ABOUT THIS EXERCISE: Copy the entries character for character.

RECORDS SUPPLIED:

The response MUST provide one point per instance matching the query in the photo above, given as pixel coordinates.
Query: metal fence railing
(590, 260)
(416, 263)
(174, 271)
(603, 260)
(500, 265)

ANSWER TO THE PROBLEM:
The response MUST provide one point per instance matching the query in the photo above, given as pixel coordinates.
Query: metal fence railing
(590, 260)
(416, 263)
(174, 271)
(603, 260)
(500, 265)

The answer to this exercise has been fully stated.